*** EXTRAIT FOURNI

La lettre et le peigne
Auteur : Nils Barrellon
Éditions : Jigal (10 Septembre 2016)
ISBN 979-10-92016-84-0
296 pages
Quatrième de couverture
Avril 1945. Anna Schmidt erre dans les rues dévastées de
Berlin à la recherche d’un abri. Janvier 1953. Elle confie à son cousin
Heinrich une mystérieuse lettre qu’elle lui demande de remettre à son fils
Josef si un jour celui-ci se sentait en danger et venait la réclamer. Septembre
2012. La capitaine Hoffer enquête sur l’assassinat d’un gardien du musée
d’Histoire de Berlin. Le mobile du crime semble être le vol d’un peigne
tristement célèbre… Quelques mois plus tard, Jacob Schmidt est sauvagement
agressé en sortant d’un club. En déposant plainte, il croise la capitaine
Hoffer, très intriguée par son histoire. Depuis, Jacob se sent traqué.
Mon avis
Tu seras un homme mon fils !

******
*** DONNÉES DE TRAVAIL

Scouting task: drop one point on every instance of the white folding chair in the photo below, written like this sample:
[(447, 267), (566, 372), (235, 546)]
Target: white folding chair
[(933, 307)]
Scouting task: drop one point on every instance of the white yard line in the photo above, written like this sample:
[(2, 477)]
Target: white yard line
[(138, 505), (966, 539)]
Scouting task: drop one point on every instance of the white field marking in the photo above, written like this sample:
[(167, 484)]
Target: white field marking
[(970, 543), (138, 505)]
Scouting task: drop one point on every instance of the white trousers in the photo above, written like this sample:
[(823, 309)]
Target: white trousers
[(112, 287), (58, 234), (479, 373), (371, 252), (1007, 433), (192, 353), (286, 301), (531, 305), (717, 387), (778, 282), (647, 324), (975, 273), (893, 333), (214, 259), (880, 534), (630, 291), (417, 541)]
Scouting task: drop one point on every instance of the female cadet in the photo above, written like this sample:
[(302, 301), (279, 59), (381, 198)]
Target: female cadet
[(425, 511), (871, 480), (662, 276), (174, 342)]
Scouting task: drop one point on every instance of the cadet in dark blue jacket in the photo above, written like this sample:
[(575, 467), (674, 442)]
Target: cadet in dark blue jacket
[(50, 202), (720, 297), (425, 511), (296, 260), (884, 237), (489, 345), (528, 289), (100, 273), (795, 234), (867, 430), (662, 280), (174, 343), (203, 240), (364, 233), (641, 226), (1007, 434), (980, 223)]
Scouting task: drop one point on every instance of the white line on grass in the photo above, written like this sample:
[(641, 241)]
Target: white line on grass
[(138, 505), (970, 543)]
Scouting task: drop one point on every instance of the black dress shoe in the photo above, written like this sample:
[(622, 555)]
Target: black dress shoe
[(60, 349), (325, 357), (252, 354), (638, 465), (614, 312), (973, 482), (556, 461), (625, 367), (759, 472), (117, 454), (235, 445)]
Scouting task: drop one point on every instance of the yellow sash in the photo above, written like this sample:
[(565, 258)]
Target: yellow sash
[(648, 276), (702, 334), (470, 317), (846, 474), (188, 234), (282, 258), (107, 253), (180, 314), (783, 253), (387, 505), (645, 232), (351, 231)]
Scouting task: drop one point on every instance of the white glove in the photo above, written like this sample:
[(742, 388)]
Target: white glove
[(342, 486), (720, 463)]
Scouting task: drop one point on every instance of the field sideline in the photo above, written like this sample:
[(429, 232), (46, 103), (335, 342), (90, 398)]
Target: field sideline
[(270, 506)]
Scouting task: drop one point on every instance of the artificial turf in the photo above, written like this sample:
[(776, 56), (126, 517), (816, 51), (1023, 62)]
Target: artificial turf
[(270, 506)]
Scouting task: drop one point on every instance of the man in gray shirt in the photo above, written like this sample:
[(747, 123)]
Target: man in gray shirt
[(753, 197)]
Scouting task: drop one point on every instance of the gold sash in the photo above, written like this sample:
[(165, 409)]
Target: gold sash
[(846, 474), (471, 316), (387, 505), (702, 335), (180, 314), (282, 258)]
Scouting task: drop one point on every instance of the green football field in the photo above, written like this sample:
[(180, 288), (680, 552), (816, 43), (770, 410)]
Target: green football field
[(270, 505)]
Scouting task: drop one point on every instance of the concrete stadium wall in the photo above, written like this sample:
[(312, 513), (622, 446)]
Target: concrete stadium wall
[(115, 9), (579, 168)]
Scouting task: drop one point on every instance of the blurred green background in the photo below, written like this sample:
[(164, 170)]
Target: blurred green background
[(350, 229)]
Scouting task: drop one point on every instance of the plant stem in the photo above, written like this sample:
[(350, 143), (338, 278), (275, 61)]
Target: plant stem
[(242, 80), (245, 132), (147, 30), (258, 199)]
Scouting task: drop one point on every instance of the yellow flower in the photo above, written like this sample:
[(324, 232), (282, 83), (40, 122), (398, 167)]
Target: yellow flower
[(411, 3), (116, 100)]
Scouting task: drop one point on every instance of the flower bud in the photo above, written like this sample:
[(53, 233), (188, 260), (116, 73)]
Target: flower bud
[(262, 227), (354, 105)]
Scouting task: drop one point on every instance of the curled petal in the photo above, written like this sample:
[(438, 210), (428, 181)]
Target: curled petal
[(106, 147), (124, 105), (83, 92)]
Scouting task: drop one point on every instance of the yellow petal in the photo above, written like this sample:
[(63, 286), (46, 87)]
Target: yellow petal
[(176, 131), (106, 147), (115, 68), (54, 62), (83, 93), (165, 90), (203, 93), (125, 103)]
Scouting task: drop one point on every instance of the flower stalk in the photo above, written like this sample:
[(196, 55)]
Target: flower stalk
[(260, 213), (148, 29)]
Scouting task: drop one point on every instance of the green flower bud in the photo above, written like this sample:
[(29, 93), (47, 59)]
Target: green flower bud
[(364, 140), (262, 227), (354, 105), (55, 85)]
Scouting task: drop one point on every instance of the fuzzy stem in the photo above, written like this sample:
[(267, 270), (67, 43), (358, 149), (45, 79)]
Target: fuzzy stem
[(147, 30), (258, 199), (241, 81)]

******

> _À RÉALISER_
1/ D'après l'extrait, quel semble être le mobile du meurtre du gardien du musée ?
2/ Reproduisez à l'identique les lignes des enregistrements qui vont de celle contenant « the white trousers » jusqu'à celle contenant « [(425, 511), (871, 480), (662, 276), (174, 342)] », ces deux lignes incluses.
L'extrait et les enregistrements n'ont aucun rapport entre eux.

> _CORRIGÉS DES EXERCICES_
1/ Le vol d'un peigne tristement célèbre.

2/
Scouting task: drop one point on every instance of the white trousers in the photo above, written like this sample:
[(823, 309)]
Target: white trousers
[(112, 287), (58, 234), (479, 373), (371, 252), (1007, 433), (192, 353), (286, 301), (531, 305), (717, 387), (778, 282), (647, 324), (975, 273), (893, 333), (214, 259), (880, 534), (630, 291), (417, 541)]
Scouting task: drop one point on every instance of the female cadet in the photo above, written like this sample:
[(302, 301), (279, 59), (381, 198)]
Target: female cadet
[(425, 511), (871, 480), (662, 276), (174, 342)]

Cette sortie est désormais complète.